**What needs to be done**: Scan the records and identify every line in which the string "query" occurs, then return those lines.

**Data supplied**:
################

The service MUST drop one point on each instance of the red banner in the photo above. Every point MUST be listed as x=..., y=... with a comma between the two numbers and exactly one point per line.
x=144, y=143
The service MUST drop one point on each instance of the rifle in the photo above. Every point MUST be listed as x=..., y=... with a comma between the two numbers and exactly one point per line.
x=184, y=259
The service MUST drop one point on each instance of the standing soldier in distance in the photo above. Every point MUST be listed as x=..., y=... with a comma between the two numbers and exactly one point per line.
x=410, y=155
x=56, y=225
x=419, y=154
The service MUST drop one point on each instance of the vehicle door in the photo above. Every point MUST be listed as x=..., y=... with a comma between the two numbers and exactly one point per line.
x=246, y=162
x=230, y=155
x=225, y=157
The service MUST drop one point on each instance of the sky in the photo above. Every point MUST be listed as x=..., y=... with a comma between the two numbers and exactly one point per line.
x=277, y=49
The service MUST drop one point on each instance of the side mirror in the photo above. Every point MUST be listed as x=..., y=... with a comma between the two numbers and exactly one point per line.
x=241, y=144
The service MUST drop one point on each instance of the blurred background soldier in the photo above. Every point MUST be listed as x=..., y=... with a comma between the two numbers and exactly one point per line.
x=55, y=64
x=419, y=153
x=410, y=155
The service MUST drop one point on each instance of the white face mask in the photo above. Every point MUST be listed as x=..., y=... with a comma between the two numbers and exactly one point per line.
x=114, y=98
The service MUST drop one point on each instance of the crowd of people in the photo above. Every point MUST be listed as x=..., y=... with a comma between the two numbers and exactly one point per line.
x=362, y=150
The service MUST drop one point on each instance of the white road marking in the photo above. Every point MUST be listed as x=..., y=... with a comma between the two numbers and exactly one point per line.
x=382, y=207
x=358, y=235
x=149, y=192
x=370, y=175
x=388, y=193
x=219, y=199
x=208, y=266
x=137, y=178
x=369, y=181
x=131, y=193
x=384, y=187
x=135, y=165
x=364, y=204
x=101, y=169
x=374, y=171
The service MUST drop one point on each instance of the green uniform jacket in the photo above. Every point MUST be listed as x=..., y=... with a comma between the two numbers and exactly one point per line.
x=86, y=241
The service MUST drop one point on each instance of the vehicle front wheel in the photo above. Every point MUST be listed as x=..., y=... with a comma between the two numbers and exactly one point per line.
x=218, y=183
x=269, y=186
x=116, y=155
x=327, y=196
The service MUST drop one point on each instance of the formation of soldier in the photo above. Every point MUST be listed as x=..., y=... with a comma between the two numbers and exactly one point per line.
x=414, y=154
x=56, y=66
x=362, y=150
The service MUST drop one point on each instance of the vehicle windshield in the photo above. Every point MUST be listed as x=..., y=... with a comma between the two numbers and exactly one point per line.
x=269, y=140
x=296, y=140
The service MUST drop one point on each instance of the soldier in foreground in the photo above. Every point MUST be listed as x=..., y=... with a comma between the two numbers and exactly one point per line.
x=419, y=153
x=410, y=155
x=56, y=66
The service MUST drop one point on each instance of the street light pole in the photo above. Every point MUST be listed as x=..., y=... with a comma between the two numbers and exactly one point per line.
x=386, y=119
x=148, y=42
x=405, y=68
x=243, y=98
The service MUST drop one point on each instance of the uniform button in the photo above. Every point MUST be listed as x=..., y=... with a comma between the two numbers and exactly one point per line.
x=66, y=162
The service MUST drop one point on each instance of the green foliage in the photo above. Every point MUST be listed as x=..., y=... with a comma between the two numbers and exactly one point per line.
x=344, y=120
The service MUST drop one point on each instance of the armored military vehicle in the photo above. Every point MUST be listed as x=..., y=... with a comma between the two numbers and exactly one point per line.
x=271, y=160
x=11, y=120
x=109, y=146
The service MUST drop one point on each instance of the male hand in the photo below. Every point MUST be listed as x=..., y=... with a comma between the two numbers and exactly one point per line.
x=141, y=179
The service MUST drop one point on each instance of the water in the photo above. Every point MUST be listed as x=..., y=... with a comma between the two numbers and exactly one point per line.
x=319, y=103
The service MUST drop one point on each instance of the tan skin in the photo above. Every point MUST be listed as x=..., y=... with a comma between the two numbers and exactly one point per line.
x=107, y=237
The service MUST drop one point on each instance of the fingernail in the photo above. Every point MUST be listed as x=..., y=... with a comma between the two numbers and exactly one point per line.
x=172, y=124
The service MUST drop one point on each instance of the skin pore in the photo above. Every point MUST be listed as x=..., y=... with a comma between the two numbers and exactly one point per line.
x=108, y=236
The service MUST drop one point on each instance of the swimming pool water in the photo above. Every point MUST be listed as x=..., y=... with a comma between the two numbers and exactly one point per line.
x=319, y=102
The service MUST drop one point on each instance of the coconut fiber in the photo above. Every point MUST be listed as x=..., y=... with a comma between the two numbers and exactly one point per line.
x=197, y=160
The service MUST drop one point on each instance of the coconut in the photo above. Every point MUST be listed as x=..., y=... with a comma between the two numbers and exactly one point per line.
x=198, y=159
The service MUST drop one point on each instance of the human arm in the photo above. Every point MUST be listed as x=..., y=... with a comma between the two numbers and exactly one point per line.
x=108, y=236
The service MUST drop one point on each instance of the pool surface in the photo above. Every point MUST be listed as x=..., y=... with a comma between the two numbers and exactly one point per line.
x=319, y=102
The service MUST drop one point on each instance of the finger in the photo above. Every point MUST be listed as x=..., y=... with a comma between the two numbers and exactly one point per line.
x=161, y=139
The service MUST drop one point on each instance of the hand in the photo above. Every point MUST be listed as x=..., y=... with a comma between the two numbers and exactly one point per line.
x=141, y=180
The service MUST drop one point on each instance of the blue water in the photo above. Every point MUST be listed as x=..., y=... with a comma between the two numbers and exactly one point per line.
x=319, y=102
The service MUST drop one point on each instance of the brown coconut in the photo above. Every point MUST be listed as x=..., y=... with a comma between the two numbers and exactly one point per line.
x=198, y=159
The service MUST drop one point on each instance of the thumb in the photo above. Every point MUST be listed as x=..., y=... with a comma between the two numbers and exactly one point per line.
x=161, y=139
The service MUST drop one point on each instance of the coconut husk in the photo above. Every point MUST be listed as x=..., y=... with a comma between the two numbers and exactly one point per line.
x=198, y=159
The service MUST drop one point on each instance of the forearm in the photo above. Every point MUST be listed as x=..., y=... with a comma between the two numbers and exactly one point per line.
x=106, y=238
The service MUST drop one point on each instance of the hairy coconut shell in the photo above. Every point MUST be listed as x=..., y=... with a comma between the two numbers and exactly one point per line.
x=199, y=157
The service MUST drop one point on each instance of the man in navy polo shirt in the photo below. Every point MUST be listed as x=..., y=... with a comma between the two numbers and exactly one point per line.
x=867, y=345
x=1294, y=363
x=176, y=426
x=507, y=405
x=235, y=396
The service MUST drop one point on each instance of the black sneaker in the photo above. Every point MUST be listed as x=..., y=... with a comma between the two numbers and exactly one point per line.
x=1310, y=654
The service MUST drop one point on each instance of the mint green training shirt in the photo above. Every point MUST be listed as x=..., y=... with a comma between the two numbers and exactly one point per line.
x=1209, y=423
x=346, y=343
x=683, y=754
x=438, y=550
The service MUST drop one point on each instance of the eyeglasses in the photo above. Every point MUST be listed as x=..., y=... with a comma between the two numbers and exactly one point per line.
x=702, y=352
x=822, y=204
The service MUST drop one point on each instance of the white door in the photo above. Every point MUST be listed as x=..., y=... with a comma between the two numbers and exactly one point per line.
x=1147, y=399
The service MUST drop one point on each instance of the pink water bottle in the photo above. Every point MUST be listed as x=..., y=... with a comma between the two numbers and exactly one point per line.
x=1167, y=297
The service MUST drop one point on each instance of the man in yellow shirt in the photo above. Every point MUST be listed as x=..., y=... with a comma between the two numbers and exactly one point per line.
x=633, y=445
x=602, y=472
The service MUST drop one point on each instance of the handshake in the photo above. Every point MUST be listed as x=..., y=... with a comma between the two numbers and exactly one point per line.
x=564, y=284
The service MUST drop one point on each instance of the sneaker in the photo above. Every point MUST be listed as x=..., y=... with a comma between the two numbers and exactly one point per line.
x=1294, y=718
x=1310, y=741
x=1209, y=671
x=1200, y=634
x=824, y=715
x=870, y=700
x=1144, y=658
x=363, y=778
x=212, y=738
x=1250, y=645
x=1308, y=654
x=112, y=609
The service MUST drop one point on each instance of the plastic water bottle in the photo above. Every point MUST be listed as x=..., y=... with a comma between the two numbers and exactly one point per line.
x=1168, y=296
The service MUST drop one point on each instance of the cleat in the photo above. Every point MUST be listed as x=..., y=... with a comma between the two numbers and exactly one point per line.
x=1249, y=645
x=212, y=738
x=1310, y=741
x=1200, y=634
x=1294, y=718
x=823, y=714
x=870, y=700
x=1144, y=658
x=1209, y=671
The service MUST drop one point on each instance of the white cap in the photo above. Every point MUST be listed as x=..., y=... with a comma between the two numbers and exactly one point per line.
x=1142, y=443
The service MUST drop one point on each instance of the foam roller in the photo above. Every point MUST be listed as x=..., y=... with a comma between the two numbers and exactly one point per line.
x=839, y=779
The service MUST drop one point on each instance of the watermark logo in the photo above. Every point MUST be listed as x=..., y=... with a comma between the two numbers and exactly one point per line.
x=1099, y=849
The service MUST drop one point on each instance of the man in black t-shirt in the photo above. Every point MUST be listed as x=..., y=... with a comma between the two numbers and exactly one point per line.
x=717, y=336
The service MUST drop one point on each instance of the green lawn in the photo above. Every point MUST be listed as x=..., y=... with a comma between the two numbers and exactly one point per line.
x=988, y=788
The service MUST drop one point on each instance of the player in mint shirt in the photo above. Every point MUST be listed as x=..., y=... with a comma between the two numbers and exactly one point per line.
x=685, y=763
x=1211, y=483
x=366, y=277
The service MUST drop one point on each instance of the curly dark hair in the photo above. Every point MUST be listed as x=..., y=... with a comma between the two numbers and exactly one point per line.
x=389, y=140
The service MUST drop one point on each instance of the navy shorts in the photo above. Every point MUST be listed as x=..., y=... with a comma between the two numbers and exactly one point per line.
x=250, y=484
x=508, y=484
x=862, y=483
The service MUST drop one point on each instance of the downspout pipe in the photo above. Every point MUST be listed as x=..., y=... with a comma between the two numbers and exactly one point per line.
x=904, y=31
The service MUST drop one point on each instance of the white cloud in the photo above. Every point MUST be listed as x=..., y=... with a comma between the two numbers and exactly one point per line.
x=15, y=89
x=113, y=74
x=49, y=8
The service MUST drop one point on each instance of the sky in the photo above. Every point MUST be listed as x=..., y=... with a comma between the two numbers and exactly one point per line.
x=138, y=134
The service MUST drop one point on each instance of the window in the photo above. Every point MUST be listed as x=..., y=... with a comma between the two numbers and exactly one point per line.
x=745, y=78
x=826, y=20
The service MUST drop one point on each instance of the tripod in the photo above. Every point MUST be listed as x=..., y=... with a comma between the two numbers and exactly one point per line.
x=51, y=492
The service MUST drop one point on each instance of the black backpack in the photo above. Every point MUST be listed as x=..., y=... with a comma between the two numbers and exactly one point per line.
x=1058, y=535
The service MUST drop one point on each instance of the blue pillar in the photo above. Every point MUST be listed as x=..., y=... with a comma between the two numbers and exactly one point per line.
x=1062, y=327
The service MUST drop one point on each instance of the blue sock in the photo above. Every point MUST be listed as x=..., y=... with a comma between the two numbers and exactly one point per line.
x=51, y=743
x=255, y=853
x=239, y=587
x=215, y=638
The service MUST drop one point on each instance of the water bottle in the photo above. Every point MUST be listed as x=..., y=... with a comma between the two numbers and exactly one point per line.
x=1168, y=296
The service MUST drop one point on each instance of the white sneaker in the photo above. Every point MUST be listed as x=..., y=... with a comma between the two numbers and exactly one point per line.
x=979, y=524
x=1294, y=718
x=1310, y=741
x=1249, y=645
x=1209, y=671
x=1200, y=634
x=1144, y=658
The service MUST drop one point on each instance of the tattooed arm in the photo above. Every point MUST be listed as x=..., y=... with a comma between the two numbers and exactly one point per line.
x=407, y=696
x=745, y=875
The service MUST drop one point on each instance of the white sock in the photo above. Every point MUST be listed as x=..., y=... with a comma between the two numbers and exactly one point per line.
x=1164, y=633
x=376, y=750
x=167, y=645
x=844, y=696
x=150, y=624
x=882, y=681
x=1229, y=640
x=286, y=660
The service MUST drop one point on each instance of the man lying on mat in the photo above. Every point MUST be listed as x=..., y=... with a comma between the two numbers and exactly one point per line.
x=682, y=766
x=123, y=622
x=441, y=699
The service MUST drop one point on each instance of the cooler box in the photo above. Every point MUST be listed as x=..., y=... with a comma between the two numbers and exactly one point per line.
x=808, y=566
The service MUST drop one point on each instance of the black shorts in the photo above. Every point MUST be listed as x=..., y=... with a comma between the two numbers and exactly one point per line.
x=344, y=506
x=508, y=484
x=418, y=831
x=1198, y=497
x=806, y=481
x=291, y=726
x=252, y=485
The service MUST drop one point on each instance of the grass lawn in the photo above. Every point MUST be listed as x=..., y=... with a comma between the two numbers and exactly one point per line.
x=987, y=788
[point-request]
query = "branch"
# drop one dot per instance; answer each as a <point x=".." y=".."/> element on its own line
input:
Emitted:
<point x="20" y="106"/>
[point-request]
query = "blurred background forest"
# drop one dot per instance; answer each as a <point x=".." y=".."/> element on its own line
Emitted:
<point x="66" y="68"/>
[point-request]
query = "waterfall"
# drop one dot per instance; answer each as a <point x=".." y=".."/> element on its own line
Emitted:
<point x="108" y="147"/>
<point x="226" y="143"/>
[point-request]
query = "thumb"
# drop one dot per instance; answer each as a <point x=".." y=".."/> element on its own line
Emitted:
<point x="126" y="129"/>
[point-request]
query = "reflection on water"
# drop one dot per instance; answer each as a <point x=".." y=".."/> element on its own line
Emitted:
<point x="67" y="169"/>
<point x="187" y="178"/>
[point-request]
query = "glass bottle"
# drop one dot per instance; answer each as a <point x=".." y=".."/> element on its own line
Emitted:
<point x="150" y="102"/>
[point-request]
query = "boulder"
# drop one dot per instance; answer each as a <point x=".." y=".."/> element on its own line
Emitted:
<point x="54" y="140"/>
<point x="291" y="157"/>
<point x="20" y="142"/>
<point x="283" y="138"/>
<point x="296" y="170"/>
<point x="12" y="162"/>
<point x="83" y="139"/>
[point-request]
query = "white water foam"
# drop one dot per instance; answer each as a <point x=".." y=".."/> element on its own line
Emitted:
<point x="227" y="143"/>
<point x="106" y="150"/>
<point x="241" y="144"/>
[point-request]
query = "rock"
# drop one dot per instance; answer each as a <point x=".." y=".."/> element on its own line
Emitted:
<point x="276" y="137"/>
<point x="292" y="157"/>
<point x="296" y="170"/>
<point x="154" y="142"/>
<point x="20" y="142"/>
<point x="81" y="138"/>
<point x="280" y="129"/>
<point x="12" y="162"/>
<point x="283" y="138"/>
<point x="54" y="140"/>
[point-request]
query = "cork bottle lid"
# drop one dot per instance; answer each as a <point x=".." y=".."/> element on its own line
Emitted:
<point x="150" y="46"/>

################

**Solved exercise**:
query = "branch"
query = "blurred background forest"
query = "waterfall"
query = "thumb"
query = "reflection on water"
query = "glass bottle"
query = "boulder"
query = "white water foam"
query = "rock"
query = "cork bottle lid"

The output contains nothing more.